─── RECORDS SHOWN

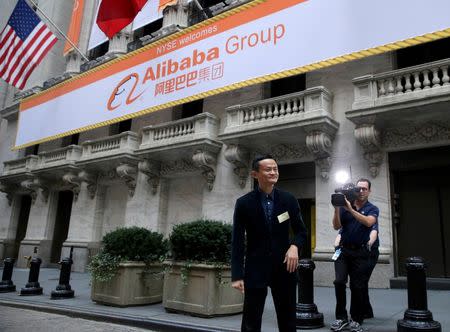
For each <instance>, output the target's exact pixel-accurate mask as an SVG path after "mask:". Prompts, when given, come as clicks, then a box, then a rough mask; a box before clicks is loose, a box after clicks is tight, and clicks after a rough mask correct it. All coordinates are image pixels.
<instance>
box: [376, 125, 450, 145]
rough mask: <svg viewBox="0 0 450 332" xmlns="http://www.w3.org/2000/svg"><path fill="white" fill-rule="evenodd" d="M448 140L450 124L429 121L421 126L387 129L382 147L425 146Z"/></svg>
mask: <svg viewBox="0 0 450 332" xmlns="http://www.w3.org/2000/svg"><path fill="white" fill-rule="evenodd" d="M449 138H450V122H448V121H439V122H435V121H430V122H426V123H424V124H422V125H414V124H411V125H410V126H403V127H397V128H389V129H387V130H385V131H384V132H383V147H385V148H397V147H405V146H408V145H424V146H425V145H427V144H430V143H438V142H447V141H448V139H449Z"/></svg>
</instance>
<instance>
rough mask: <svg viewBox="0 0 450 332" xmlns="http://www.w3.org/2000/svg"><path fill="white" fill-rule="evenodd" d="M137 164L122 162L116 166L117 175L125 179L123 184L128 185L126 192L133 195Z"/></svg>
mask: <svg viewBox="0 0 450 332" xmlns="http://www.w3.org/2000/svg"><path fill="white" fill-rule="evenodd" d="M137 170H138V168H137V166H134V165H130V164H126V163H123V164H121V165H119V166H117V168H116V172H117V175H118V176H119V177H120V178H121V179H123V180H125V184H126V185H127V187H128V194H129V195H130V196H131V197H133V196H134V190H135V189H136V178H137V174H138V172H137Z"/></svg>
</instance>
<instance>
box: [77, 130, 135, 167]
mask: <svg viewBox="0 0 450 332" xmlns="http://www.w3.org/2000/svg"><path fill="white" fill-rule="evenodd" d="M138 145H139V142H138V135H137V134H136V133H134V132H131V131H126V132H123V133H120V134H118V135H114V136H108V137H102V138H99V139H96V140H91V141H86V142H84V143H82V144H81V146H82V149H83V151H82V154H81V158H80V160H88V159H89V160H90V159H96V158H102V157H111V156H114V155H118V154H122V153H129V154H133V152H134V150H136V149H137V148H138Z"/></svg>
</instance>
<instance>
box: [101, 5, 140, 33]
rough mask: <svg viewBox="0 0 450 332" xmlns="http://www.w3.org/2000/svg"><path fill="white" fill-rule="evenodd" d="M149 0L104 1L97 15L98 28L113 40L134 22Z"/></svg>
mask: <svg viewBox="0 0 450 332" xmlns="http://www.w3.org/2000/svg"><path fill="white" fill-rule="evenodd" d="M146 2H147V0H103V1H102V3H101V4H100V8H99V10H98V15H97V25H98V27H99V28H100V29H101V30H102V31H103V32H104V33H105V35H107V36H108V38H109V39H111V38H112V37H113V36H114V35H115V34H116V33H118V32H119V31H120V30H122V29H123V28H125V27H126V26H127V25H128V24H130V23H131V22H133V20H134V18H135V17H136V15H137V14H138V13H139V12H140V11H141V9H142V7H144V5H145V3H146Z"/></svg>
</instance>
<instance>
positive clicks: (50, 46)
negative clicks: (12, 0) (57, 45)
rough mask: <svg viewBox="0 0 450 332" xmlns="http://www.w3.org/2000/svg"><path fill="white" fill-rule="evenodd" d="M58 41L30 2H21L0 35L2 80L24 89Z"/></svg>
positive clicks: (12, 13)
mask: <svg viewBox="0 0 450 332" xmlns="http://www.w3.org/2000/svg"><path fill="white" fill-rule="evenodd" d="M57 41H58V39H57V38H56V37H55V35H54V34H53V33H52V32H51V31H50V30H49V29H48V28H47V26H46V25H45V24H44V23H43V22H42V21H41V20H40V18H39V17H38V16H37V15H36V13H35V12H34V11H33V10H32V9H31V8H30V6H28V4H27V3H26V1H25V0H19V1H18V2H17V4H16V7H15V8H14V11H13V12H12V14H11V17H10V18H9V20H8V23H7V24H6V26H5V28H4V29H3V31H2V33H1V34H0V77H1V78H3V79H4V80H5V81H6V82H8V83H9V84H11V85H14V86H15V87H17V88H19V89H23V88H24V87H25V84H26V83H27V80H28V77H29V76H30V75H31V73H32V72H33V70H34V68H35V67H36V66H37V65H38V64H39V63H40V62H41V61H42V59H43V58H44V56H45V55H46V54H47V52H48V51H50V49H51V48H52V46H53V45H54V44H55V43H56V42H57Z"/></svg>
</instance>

──────

EXERCISE DESCRIPTION:
Would you output each entry exactly and leave the pictures behind?

EXERCISE SOLUTION:
For each <instance>, output the target's exact pixel-accurate mask as an SVG path after "mask:". Prompts, when given, come as clicks, then a box, then a rough mask; a box before clicks is loose, a box after clicks is tight, and clicks after a rough mask correct it. All coordinates are image pixels.
<instance>
box: [376, 125, 450, 145]
rough mask: <svg viewBox="0 0 450 332" xmlns="http://www.w3.org/2000/svg"><path fill="white" fill-rule="evenodd" d="M448 140L450 124L429 121L421 126L387 129L382 147L425 146Z"/></svg>
mask: <svg viewBox="0 0 450 332" xmlns="http://www.w3.org/2000/svg"><path fill="white" fill-rule="evenodd" d="M449 138H450V122H448V121H439V122H435V121H430V122H426V123H424V124H422V125H414V124H411V125H410V126H403V127H397V128H389V129H387V130H385V131H384V132H383V147H385V148H397V147H405V146H408V145H424V146H425V145H427V144H430V143H438V142H447V141H448V139H449Z"/></svg>
</instance>
<instance>
rough mask: <svg viewBox="0 0 450 332" xmlns="http://www.w3.org/2000/svg"><path fill="white" fill-rule="evenodd" d="M137 164L122 162L116 166L117 175L125 179L123 184L128 185L126 192L133 195Z"/></svg>
mask: <svg viewBox="0 0 450 332" xmlns="http://www.w3.org/2000/svg"><path fill="white" fill-rule="evenodd" d="M137 170H138V168H137V166H134V165H130V164H126V163H123V164H121V165H119V166H117V168H116V172H117V175H118V176H119V177H120V178H121V179H123V180H125V184H126V185H127V187H128V194H129V195H130V196H131V197H133V196H134V190H135V189H136V178H137V174H138V172H137Z"/></svg>
</instance>
<instance>
box: [77, 130, 135, 167]
mask: <svg viewBox="0 0 450 332" xmlns="http://www.w3.org/2000/svg"><path fill="white" fill-rule="evenodd" d="M138 145H139V142H138V135H137V134H136V133H134V132H131V131H126V132H123V133H120V134H118V135H114V136H108V137H102V138H99V139H96V140H91V141H86V142H84V143H82V144H81V146H82V149H83V151H82V154H81V158H80V160H88V159H89V160H90V159H96V158H102V157H111V156H114V155H118V154H122V153H129V154H133V152H134V150H136V149H137V148H138Z"/></svg>
</instance>
<instance>
box: [101, 5, 140, 33]
rough mask: <svg viewBox="0 0 450 332" xmlns="http://www.w3.org/2000/svg"><path fill="white" fill-rule="evenodd" d="M149 0L104 1L97 15L98 28L113 40L134 22Z"/></svg>
mask: <svg viewBox="0 0 450 332" xmlns="http://www.w3.org/2000/svg"><path fill="white" fill-rule="evenodd" d="M146 2H147V0H103V1H102V3H101V4H100V8H99V10H98V15H97V25H98V27H99V28H100V29H101V30H102V31H103V32H104V33H105V35H107V36H108V38H109V39H111V38H112V37H113V36H114V35H115V34H116V33H118V32H119V31H120V30H122V29H123V28H125V27H126V26H127V25H128V24H130V23H131V22H133V20H134V18H135V17H136V15H137V14H138V13H139V12H140V11H141V9H142V7H144V5H145V3H146Z"/></svg>
</instance>
<instance>
positive clicks: (50, 46)
negative clicks: (12, 0) (57, 45)
rough mask: <svg viewBox="0 0 450 332" xmlns="http://www.w3.org/2000/svg"><path fill="white" fill-rule="evenodd" d="M58 41L30 2H21L0 35L2 80L24 89Z"/></svg>
positive clicks: (12, 13)
mask: <svg viewBox="0 0 450 332" xmlns="http://www.w3.org/2000/svg"><path fill="white" fill-rule="evenodd" d="M57 41H58V39H57V38H56V37H55V35H54V34H53V33H52V32H51V31H50V30H49V29H48V28H47V26H46V25H45V24H44V23H43V22H42V21H41V20H40V18H39V17H38V16H37V15H36V13H35V12H34V11H33V10H32V9H31V8H30V6H28V4H27V3H26V1H25V0H19V1H18V2H17V4H16V7H15V8H14V11H13V12H12V14H11V17H10V18H9V20H8V23H7V24H6V26H5V28H4V29H3V31H2V33H1V34H0V77H1V78H3V79H4V80H5V81H6V82H8V83H9V84H11V85H14V86H15V87H17V88H19V89H23V88H24V87H25V84H26V83H27V80H28V77H29V76H30V75H31V73H32V72H33V70H34V68H35V67H36V66H37V65H38V64H39V63H40V62H41V61H42V59H43V58H44V56H45V55H46V54H47V52H48V51H50V49H51V48H52V46H53V45H54V44H55V43H56V42H57Z"/></svg>
</instance>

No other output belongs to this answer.